* [ASSIGNMENT]
Transcribe the following records line for line, keeping every character as it stands.

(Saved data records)
------------------------------

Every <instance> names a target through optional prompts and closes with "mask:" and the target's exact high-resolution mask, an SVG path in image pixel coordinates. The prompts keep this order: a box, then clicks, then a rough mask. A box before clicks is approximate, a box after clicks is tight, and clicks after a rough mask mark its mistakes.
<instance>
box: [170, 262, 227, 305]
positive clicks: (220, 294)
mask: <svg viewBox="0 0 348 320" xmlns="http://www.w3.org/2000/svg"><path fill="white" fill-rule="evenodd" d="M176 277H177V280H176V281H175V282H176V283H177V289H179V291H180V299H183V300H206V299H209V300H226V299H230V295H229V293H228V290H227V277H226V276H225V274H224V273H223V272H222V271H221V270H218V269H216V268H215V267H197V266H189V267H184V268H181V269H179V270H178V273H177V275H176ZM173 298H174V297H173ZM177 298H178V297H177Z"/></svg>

------------------------------

* [RESULT OF THIS TASK]
Every <instance> names a target through optional prompts and closes with "mask:" and the target's exact high-resolution mask, an SVG path in image pixel coordinates. The prompts keep this order: a box, then clicks, then a rough mask. A box before clicks is approximate, a box after clicks is tight, and clicks after a rough mask mark its mistakes.
<instance>
box: [170, 262, 227, 305]
positive clicks: (220, 294)
mask: <svg viewBox="0 0 348 320" xmlns="http://www.w3.org/2000/svg"><path fill="white" fill-rule="evenodd" d="M176 277H177V280H176V281H175V282H176V283H177V289H179V291H180V299H183V300H206V299H209V300H226V299H230V295H229V293H228V290H227V277H226V276H225V274H224V273H223V272H222V271H221V270H218V269H216V268H215V267H197V266H189V267H184V268H181V269H179V270H178V273H177V275H176ZM173 298H174V297H173ZM177 298H178V297H177Z"/></svg>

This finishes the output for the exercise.